Exercise details: Reproduce the forum thread about the flats boat below, word for word and in full.

___ Source

Congrats! They may not be the most popular but the biggest drawback will be the ride in a close chop. Other than that, that boat will serve you well.


----------



## Rabun (Jul 23, 2021)

Fine looking boat!  Congratulations!  Now...Get some blood on it


----------



## 95g atl (Jul 23, 2021)

Ihunt said:


> Congrats! They may not be the most popular but the biggest drawback will be the ride in a close chop. Other than that, that boat will serve you well.



Agreed....the chop is the only real setback.  HOWEVER, he did want a flats boat.  Anything with a deep V don't draft shallow and flats to my understanding is shallow.  The stability on the CS is incredible.  No back rocking back n forth.  Insane amount of room for a small 19' boat too.  

I think you can probably float in 8" of water or so with the trim up.  Boats that handle chop well are 16", 18", 24" etc., draft, or in that range - give or take.

______
___ Stored rows

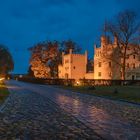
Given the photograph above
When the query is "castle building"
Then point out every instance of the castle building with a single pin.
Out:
(74, 66)
(107, 62)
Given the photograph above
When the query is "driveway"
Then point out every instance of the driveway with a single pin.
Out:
(44, 112)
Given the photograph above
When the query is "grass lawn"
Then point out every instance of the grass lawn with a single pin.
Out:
(128, 93)
(3, 92)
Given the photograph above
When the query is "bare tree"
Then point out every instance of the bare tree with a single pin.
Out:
(46, 56)
(126, 28)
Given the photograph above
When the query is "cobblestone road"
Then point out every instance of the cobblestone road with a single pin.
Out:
(44, 112)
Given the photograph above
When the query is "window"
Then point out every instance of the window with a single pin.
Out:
(133, 65)
(110, 74)
(99, 64)
(109, 64)
(66, 61)
(66, 68)
(134, 56)
(99, 74)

______

Response for this exercise:
Congrats! They may not be the most popular but the biggest drawback will be the ride in a close chop. Other than that, that boat will serve you well.


----------



## Rabun (Jul 23, 2021)

Fine looking boat!  Congratulations!  Now...Get some blood on it


----------



## 95g atl (Jul 23, 2021)

Ihunt said:


> Congrats! They may not be the most popular but the biggest drawback will be the ride in a close chop. Other than that, that boat will serve you well.



Agreed....the chop is the only real setback.  HOWEVER, he did want a flats boat.  Anything with a deep V don't draft shallow and flats to my understanding is shallow.  The stability on the CS is incredible.  No back rocking back n forth.  Insane amount of room for a small 19' boat too.  

I think you can probably float in 8" of water or so with the trim up.  Boats that handle chop well are 16", 18", 24" etc., draft, or in that range - give or take.